◆ What you should do
Each line that contains the word "head" is to be copied from the records below.

#### Material provided

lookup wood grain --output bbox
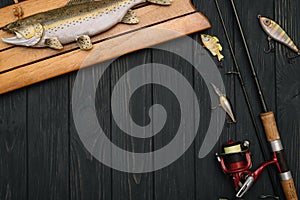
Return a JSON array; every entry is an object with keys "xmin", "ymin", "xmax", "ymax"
[
  {"xmin": 0, "ymin": 0, "xmax": 67, "ymax": 27},
  {"xmin": 0, "ymin": 90, "xmax": 27, "ymax": 200},
  {"xmin": 69, "ymin": 64, "xmax": 112, "ymax": 200},
  {"xmin": 0, "ymin": 13, "xmax": 210, "ymax": 95},
  {"xmin": 276, "ymin": 0, "xmax": 300, "ymax": 196},
  {"xmin": 27, "ymin": 75, "xmax": 69, "ymax": 200},
  {"xmin": 233, "ymin": 0, "xmax": 282, "ymax": 197},
  {"xmin": 0, "ymin": 0, "xmax": 198, "ymax": 52},
  {"xmin": 0, "ymin": 0, "xmax": 210, "ymax": 95},
  {"xmin": 193, "ymin": 0, "xmax": 237, "ymax": 198},
  {"xmin": 110, "ymin": 50, "xmax": 153, "ymax": 200},
  {"xmin": 1, "ymin": 0, "xmax": 299, "ymax": 199},
  {"xmin": 152, "ymin": 39, "xmax": 195, "ymax": 200}
]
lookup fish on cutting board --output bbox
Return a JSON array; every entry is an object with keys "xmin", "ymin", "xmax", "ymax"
[{"xmin": 1, "ymin": 0, "xmax": 172, "ymax": 50}]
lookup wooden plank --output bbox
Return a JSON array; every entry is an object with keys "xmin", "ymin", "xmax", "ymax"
[
  {"xmin": 233, "ymin": 0, "xmax": 282, "ymax": 198},
  {"xmin": 0, "ymin": 0, "xmax": 67, "ymax": 50},
  {"xmin": 193, "ymin": 0, "xmax": 236, "ymax": 198},
  {"xmin": 0, "ymin": 1, "xmax": 199, "ymax": 73},
  {"xmin": 275, "ymin": 0, "xmax": 300, "ymax": 196},
  {"xmin": 0, "ymin": 90, "xmax": 27, "ymax": 200},
  {"xmin": 152, "ymin": 38, "xmax": 195, "ymax": 200},
  {"xmin": 0, "ymin": 12, "xmax": 210, "ymax": 95},
  {"xmin": 110, "ymin": 50, "xmax": 153, "ymax": 200},
  {"xmin": 0, "ymin": 0, "xmax": 67, "ymax": 28},
  {"xmin": 69, "ymin": 65, "xmax": 111, "ymax": 200},
  {"xmin": 0, "ymin": 0, "xmax": 197, "ymax": 52},
  {"xmin": 27, "ymin": 76, "xmax": 69, "ymax": 200}
]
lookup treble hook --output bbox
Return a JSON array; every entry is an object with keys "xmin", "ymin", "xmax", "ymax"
[
  {"xmin": 264, "ymin": 37, "xmax": 275, "ymax": 54},
  {"xmin": 287, "ymin": 51, "xmax": 300, "ymax": 63}
]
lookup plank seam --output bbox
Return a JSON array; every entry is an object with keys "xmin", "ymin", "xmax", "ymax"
[{"xmin": 0, "ymin": 11, "xmax": 197, "ymax": 75}]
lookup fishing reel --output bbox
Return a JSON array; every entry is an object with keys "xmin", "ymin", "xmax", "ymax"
[{"xmin": 216, "ymin": 140, "xmax": 278, "ymax": 198}]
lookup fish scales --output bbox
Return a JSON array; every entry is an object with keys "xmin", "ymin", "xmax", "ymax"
[
  {"xmin": 1, "ymin": 0, "xmax": 172, "ymax": 50},
  {"xmin": 32, "ymin": 0, "xmax": 142, "ymax": 46},
  {"xmin": 38, "ymin": 0, "xmax": 143, "ymax": 46}
]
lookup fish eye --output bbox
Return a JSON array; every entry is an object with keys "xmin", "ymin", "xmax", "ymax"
[{"xmin": 264, "ymin": 19, "xmax": 271, "ymax": 26}]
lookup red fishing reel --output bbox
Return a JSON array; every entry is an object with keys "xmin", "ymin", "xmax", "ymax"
[{"xmin": 216, "ymin": 140, "xmax": 279, "ymax": 198}]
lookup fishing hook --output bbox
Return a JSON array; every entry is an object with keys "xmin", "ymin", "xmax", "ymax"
[
  {"xmin": 286, "ymin": 51, "xmax": 300, "ymax": 63},
  {"xmin": 264, "ymin": 37, "xmax": 275, "ymax": 54}
]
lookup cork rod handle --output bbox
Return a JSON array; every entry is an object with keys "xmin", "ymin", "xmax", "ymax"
[
  {"xmin": 260, "ymin": 112, "xmax": 298, "ymax": 200},
  {"xmin": 260, "ymin": 112, "xmax": 280, "ymax": 142},
  {"xmin": 281, "ymin": 179, "xmax": 298, "ymax": 200}
]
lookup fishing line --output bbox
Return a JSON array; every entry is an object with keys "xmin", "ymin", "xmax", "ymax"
[
  {"xmin": 214, "ymin": 0, "xmax": 278, "ymax": 195},
  {"xmin": 228, "ymin": 0, "xmax": 268, "ymax": 112},
  {"xmin": 223, "ymin": 0, "xmax": 298, "ymax": 199}
]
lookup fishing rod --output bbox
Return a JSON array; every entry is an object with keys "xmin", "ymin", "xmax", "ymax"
[
  {"xmin": 214, "ymin": 0, "xmax": 278, "ymax": 197},
  {"xmin": 228, "ymin": 0, "xmax": 298, "ymax": 199}
]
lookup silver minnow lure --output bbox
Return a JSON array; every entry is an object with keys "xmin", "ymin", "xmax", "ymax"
[
  {"xmin": 1, "ymin": 0, "xmax": 172, "ymax": 50},
  {"xmin": 211, "ymin": 83, "xmax": 236, "ymax": 123}
]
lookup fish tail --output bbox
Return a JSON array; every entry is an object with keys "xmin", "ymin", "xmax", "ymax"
[{"xmin": 217, "ymin": 52, "xmax": 224, "ymax": 61}]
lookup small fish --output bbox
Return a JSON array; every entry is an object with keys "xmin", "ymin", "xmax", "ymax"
[
  {"xmin": 1, "ymin": 0, "xmax": 172, "ymax": 50},
  {"xmin": 201, "ymin": 34, "xmax": 224, "ymax": 61},
  {"xmin": 258, "ymin": 15, "xmax": 300, "ymax": 55},
  {"xmin": 211, "ymin": 83, "xmax": 236, "ymax": 123}
]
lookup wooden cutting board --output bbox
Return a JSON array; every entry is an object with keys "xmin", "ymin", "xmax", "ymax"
[{"xmin": 0, "ymin": 0, "xmax": 210, "ymax": 94}]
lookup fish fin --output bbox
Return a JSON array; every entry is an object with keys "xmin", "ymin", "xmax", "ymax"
[
  {"xmin": 217, "ymin": 52, "xmax": 224, "ymax": 61},
  {"xmin": 45, "ymin": 37, "xmax": 63, "ymax": 50},
  {"xmin": 212, "ymin": 36, "xmax": 219, "ymax": 42},
  {"xmin": 77, "ymin": 35, "xmax": 93, "ymax": 50},
  {"xmin": 66, "ymin": 0, "xmax": 94, "ymax": 6},
  {"xmin": 121, "ymin": 10, "xmax": 139, "ymax": 24},
  {"xmin": 209, "ymin": 50, "xmax": 217, "ymax": 56},
  {"xmin": 216, "ymin": 43, "xmax": 222, "ymax": 51},
  {"xmin": 147, "ymin": 0, "xmax": 172, "ymax": 5}
]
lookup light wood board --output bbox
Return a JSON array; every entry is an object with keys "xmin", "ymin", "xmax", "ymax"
[{"xmin": 0, "ymin": 0, "xmax": 210, "ymax": 94}]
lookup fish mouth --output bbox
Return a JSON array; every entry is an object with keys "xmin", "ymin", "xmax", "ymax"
[
  {"xmin": 0, "ymin": 24, "xmax": 15, "ymax": 33},
  {"xmin": 257, "ymin": 15, "xmax": 262, "ymax": 19},
  {"xmin": 1, "ymin": 31, "xmax": 40, "ymax": 46}
]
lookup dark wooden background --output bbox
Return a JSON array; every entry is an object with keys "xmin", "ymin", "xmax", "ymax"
[{"xmin": 0, "ymin": 0, "xmax": 299, "ymax": 199}]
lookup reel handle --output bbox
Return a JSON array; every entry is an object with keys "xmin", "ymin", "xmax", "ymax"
[{"xmin": 260, "ymin": 112, "xmax": 298, "ymax": 200}]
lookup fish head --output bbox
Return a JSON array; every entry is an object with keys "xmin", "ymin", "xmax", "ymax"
[
  {"xmin": 1, "ymin": 20, "xmax": 43, "ymax": 47},
  {"xmin": 201, "ymin": 34, "xmax": 211, "ymax": 43},
  {"xmin": 258, "ymin": 15, "xmax": 273, "ymax": 28}
]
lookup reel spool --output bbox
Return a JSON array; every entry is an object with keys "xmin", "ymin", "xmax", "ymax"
[
  {"xmin": 220, "ymin": 141, "xmax": 252, "ymax": 173},
  {"xmin": 216, "ymin": 140, "xmax": 279, "ymax": 198},
  {"xmin": 216, "ymin": 140, "xmax": 253, "ymax": 196}
]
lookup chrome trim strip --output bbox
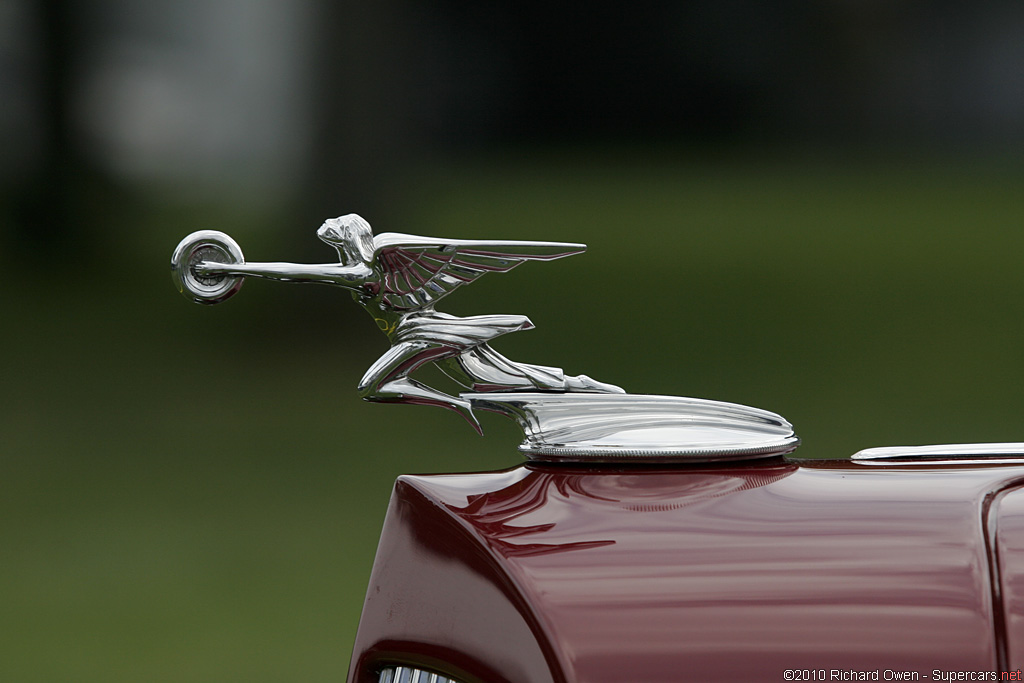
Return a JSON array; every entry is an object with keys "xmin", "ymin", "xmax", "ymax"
[
  {"xmin": 852, "ymin": 443, "xmax": 1024, "ymax": 462},
  {"xmin": 379, "ymin": 666, "xmax": 461, "ymax": 683}
]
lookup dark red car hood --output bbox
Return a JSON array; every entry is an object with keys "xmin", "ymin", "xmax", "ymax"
[{"xmin": 348, "ymin": 458, "xmax": 1024, "ymax": 682}]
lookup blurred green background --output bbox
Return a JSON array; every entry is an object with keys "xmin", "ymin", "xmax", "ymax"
[{"xmin": 2, "ymin": 2, "xmax": 1023, "ymax": 681}]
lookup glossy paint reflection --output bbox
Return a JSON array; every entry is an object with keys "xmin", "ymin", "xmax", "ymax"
[{"xmin": 350, "ymin": 460, "xmax": 1024, "ymax": 682}]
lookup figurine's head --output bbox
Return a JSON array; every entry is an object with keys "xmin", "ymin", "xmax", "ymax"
[{"xmin": 318, "ymin": 214, "xmax": 375, "ymax": 264}]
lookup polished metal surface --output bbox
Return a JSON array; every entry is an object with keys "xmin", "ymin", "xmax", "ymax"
[
  {"xmin": 852, "ymin": 442, "xmax": 1024, "ymax": 462},
  {"xmin": 170, "ymin": 230, "xmax": 245, "ymax": 305},
  {"xmin": 351, "ymin": 462, "xmax": 1016, "ymax": 682},
  {"xmin": 469, "ymin": 392, "xmax": 799, "ymax": 461},
  {"xmin": 378, "ymin": 666, "xmax": 461, "ymax": 683},
  {"xmin": 172, "ymin": 214, "xmax": 621, "ymax": 435},
  {"xmin": 172, "ymin": 214, "xmax": 800, "ymax": 460}
]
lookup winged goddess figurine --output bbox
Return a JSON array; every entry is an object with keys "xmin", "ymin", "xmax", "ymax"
[{"xmin": 173, "ymin": 214, "xmax": 622, "ymax": 433}]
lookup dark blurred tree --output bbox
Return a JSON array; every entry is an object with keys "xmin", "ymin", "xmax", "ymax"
[
  {"xmin": 7, "ymin": 0, "xmax": 109, "ymax": 264},
  {"xmin": 297, "ymin": 0, "xmax": 424, "ymax": 244}
]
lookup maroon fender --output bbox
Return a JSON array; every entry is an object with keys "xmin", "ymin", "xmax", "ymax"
[{"xmin": 347, "ymin": 459, "xmax": 1024, "ymax": 682}]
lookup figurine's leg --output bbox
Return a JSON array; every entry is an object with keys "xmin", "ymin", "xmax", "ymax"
[
  {"xmin": 358, "ymin": 341, "xmax": 483, "ymax": 434},
  {"xmin": 442, "ymin": 344, "xmax": 625, "ymax": 394},
  {"xmin": 564, "ymin": 374, "xmax": 626, "ymax": 394},
  {"xmin": 438, "ymin": 344, "xmax": 555, "ymax": 392}
]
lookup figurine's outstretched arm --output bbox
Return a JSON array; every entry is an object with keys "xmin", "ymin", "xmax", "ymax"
[{"xmin": 196, "ymin": 260, "xmax": 374, "ymax": 288}]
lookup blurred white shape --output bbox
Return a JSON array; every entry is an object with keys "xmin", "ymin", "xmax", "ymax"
[{"xmin": 75, "ymin": 0, "xmax": 313, "ymax": 198}]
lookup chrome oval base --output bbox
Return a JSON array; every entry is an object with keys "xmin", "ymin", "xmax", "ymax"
[{"xmin": 467, "ymin": 392, "xmax": 800, "ymax": 462}]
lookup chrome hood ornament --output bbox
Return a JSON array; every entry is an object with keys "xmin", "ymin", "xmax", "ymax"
[{"xmin": 172, "ymin": 214, "xmax": 799, "ymax": 462}]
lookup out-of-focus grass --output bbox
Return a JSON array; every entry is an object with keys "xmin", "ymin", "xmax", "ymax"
[{"xmin": 1, "ymin": 152, "xmax": 1022, "ymax": 681}]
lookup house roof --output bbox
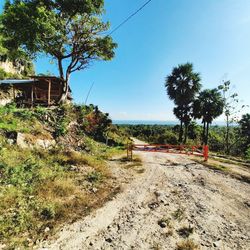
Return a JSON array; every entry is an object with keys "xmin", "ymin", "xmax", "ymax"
[
  {"xmin": 0, "ymin": 76, "xmax": 63, "ymax": 86},
  {"xmin": 0, "ymin": 79, "xmax": 37, "ymax": 85}
]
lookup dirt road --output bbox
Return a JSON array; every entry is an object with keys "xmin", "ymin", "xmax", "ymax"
[{"xmin": 40, "ymin": 151, "xmax": 250, "ymax": 250}]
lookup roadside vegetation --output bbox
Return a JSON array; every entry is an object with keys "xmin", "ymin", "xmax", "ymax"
[
  {"xmin": 119, "ymin": 120, "xmax": 250, "ymax": 161},
  {"xmin": 0, "ymin": 103, "xmax": 127, "ymax": 248}
]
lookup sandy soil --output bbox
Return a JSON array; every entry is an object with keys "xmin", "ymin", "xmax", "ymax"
[{"xmin": 40, "ymin": 150, "xmax": 250, "ymax": 250}]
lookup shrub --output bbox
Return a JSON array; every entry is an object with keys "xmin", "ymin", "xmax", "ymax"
[
  {"xmin": 157, "ymin": 130, "xmax": 178, "ymax": 144},
  {"xmin": 246, "ymin": 147, "xmax": 250, "ymax": 160},
  {"xmin": 176, "ymin": 239, "xmax": 199, "ymax": 250},
  {"xmin": 86, "ymin": 171, "xmax": 103, "ymax": 183}
]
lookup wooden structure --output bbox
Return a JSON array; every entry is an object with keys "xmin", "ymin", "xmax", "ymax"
[
  {"xmin": 0, "ymin": 76, "xmax": 71, "ymax": 107},
  {"xmin": 128, "ymin": 143, "xmax": 209, "ymax": 161}
]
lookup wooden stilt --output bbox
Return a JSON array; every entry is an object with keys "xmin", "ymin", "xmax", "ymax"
[
  {"xmin": 48, "ymin": 80, "xmax": 51, "ymax": 106},
  {"xmin": 31, "ymin": 85, "xmax": 34, "ymax": 107}
]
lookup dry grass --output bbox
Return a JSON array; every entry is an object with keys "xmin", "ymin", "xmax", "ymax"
[
  {"xmin": 192, "ymin": 158, "xmax": 250, "ymax": 184},
  {"xmin": 176, "ymin": 239, "xmax": 199, "ymax": 250},
  {"xmin": 0, "ymin": 145, "xmax": 115, "ymax": 248}
]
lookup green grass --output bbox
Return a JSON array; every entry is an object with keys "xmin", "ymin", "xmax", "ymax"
[
  {"xmin": 0, "ymin": 103, "xmax": 127, "ymax": 248},
  {"xmin": 0, "ymin": 143, "xmax": 112, "ymax": 248}
]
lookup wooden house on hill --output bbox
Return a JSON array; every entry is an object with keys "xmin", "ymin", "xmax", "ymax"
[{"xmin": 0, "ymin": 76, "xmax": 72, "ymax": 106}]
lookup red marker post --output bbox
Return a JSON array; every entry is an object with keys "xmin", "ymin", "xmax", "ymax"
[{"xmin": 203, "ymin": 145, "xmax": 209, "ymax": 161}]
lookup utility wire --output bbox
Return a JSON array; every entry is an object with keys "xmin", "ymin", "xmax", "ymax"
[
  {"xmin": 109, "ymin": 0, "xmax": 153, "ymax": 35},
  {"xmin": 85, "ymin": 82, "xmax": 94, "ymax": 105}
]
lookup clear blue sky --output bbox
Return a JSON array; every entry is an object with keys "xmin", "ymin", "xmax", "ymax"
[{"xmin": 1, "ymin": 0, "xmax": 250, "ymax": 121}]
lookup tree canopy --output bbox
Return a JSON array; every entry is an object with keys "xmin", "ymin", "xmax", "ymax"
[
  {"xmin": 1, "ymin": 0, "xmax": 117, "ymax": 101},
  {"xmin": 165, "ymin": 63, "xmax": 201, "ymax": 143},
  {"xmin": 193, "ymin": 88, "xmax": 224, "ymax": 144}
]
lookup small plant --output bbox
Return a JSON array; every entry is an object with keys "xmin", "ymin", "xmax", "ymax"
[
  {"xmin": 245, "ymin": 147, "xmax": 250, "ymax": 160},
  {"xmin": 176, "ymin": 239, "xmax": 199, "ymax": 250},
  {"xmin": 86, "ymin": 171, "xmax": 103, "ymax": 183},
  {"xmin": 172, "ymin": 208, "xmax": 185, "ymax": 222},
  {"xmin": 177, "ymin": 225, "xmax": 194, "ymax": 238},
  {"xmin": 158, "ymin": 217, "xmax": 171, "ymax": 228},
  {"xmin": 40, "ymin": 204, "xmax": 56, "ymax": 220}
]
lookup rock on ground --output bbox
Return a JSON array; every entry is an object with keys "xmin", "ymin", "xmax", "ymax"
[{"xmin": 39, "ymin": 151, "xmax": 250, "ymax": 250}]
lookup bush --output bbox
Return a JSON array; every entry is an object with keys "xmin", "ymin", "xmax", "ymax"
[
  {"xmin": 156, "ymin": 130, "xmax": 178, "ymax": 144},
  {"xmin": 86, "ymin": 171, "xmax": 103, "ymax": 183},
  {"xmin": 246, "ymin": 147, "xmax": 250, "ymax": 160}
]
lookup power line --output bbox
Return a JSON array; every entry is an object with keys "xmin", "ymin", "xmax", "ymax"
[
  {"xmin": 109, "ymin": 0, "xmax": 153, "ymax": 35},
  {"xmin": 85, "ymin": 82, "xmax": 94, "ymax": 105}
]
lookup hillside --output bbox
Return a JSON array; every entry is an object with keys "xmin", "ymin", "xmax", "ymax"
[
  {"xmin": 0, "ymin": 104, "xmax": 249, "ymax": 249},
  {"xmin": 0, "ymin": 103, "xmax": 130, "ymax": 248}
]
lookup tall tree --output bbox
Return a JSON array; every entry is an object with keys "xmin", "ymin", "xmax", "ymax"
[
  {"xmin": 218, "ymin": 80, "xmax": 248, "ymax": 154},
  {"xmin": 193, "ymin": 88, "xmax": 224, "ymax": 145},
  {"xmin": 165, "ymin": 63, "xmax": 201, "ymax": 143},
  {"xmin": 1, "ymin": 0, "xmax": 117, "ymax": 102}
]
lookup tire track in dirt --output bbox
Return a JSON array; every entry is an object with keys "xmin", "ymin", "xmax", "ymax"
[{"xmin": 40, "ymin": 151, "xmax": 250, "ymax": 250}]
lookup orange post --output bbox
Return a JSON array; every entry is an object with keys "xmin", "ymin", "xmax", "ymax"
[{"xmin": 203, "ymin": 145, "xmax": 209, "ymax": 161}]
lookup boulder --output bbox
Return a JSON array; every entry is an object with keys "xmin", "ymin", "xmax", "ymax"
[{"xmin": 16, "ymin": 133, "xmax": 56, "ymax": 149}]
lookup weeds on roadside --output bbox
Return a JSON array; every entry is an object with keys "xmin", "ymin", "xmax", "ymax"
[
  {"xmin": 158, "ymin": 217, "xmax": 171, "ymax": 228},
  {"xmin": 177, "ymin": 225, "xmax": 194, "ymax": 238},
  {"xmin": 0, "ymin": 145, "xmax": 110, "ymax": 247},
  {"xmin": 86, "ymin": 171, "xmax": 103, "ymax": 184},
  {"xmin": 172, "ymin": 208, "xmax": 185, "ymax": 222},
  {"xmin": 176, "ymin": 239, "xmax": 199, "ymax": 250}
]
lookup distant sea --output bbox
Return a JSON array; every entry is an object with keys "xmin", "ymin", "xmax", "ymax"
[
  {"xmin": 113, "ymin": 120, "xmax": 179, "ymax": 125},
  {"xmin": 113, "ymin": 120, "xmax": 229, "ymax": 126}
]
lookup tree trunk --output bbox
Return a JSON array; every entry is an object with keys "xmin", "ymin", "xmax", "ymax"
[
  {"xmin": 205, "ymin": 122, "xmax": 209, "ymax": 145},
  {"xmin": 225, "ymin": 115, "xmax": 229, "ymax": 154},
  {"xmin": 202, "ymin": 121, "xmax": 206, "ymax": 145},
  {"xmin": 58, "ymin": 79, "xmax": 69, "ymax": 104},
  {"xmin": 179, "ymin": 120, "xmax": 183, "ymax": 144},
  {"xmin": 58, "ymin": 64, "xmax": 70, "ymax": 104},
  {"xmin": 184, "ymin": 123, "xmax": 188, "ymax": 144}
]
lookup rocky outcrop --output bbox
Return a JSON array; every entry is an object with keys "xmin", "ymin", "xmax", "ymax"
[{"xmin": 15, "ymin": 132, "xmax": 56, "ymax": 149}]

########

◆ Answer to the problem
lookup fish head --output bbox
lookup figurine's head --output bbox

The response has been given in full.